Data provided:
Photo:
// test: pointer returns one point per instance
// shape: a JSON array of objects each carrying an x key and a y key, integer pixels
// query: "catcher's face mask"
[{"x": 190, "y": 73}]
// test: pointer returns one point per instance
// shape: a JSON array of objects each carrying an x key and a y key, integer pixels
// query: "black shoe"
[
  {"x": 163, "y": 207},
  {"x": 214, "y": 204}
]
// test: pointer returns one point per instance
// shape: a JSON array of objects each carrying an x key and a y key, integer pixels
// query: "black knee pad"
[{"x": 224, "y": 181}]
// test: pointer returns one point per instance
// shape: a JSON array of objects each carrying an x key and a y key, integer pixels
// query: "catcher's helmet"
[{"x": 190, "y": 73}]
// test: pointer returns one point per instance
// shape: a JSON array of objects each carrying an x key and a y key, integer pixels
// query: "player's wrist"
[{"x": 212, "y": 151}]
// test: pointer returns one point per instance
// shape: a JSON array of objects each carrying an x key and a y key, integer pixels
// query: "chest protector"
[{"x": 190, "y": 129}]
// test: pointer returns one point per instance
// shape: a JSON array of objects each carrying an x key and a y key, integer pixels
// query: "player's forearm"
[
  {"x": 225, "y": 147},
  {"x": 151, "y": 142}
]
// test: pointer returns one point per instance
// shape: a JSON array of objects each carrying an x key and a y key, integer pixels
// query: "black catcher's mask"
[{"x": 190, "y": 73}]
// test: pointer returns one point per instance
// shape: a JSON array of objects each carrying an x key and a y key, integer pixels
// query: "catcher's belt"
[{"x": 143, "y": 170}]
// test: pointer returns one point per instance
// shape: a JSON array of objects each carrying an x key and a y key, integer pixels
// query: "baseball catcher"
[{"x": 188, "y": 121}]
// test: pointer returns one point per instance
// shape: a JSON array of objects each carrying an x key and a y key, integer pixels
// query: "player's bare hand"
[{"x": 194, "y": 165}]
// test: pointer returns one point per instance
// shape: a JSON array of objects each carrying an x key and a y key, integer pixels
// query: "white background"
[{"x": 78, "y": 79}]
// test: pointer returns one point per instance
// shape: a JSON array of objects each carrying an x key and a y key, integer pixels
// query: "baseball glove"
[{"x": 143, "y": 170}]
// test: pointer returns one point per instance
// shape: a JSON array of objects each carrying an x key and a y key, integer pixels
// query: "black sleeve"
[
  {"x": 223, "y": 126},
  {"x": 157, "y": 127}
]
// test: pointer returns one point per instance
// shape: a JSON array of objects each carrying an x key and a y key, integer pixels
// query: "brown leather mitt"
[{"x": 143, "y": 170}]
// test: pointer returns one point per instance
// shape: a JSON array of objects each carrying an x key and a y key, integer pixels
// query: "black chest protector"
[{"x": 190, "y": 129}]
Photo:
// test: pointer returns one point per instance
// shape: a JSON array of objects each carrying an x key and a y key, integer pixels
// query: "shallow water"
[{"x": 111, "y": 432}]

How to complete this task: Each record above should be given again exactly as it appears.

Response area:
Photo:
// test: pointer returns one point per instance
// shape: a JSON array of objects each carrying an x key and a y key, integer pixels
// query: "catcher's face mask"
[{"x": 190, "y": 73}]
// test: pointer returns one point per instance
// shape: a JSON array of objects each carrying an x key and a y key, integer pixels
// query: "black shoe"
[
  {"x": 163, "y": 207},
  {"x": 214, "y": 204}
]
// test: pointer returns one point per instance
// shape: a JSON array of objects each carrying an x key and a y key, integer pixels
// query: "black knee pad"
[{"x": 224, "y": 181}]
// test: pointer returns one point per instance
// shape: a JSON array of objects each carrying an x key and a y key, integer pixels
// query: "catcher's helmet"
[{"x": 190, "y": 73}]
// test: pointer returns one point per instance
// shape: a JSON array of objects each carrying an x key and a y key, integer pixels
// query: "player's wrist"
[{"x": 212, "y": 151}]
// test: pointer returns one point per instance
// shape: a JSON array of objects each carrying an x key and a y key, integer pixels
// query: "chest protector"
[{"x": 190, "y": 129}]
// test: pointer returns one point per instance
// shape: a JSON array of objects each carrying an x key and a y key, integer pixels
// query: "player's forearm"
[
  {"x": 225, "y": 147},
  {"x": 151, "y": 142}
]
// test: pointer returns one point per instance
// shape: a JSON array of objects each carrying an x key and a y key, integer pixels
// query: "black catcher's mask"
[{"x": 190, "y": 73}]
// test: pointer returns one point per instance
// shape: a JSON array of objects each carrying an x key and a y key, integer pixels
// query: "catcher's belt"
[{"x": 143, "y": 170}]
// test: pointer returns one point per instance
// shape: a JSON array of objects each carrying an x key and a y key, integer pixels
// query: "baseball catcher"
[{"x": 188, "y": 121}]
// test: pointer returns one point per instance
// shape: a JSON array of objects each carrying an x key and a y key, integer pixels
// query: "player's bare hand"
[{"x": 194, "y": 165}]
// test: pointer returns one point per instance
// shape: a JSON array of objects each carrying an x key and a y key, integer pixels
// query: "white background"
[{"x": 78, "y": 79}]
// test: pointer returns one point per instance
// shape: a JSON array of objects each carrying an x key and a y key, integer pixels
// query: "baseball glove"
[{"x": 143, "y": 170}]
// test: pointer returns one point per instance
// shape: a JSON array of objects each carrying an x key and a y key, integer pixels
// query: "black sleeve"
[
  {"x": 223, "y": 126},
  {"x": 157, "y": 127}
]
// test: pointer returns one point per instance
// shape: a JSON array of objects each carrying an x key and a y key, integer pixels
// query: "brown leather mitt"
[{"x": 143, "y": 170}]
// test: pointer returns one point per instance
// shape: a JSON array of objects each carrying an x key and a y key, integer pixels
// query: "black chest protector"
[{"x": 190, "y": 129}]
Photo:
// test: pointer returns one point per instance
// shape: a JSON array of objects each carrying an x key and a y key, integer pixels
// query: "shallow water"
[{"x": 111, "y": 432}]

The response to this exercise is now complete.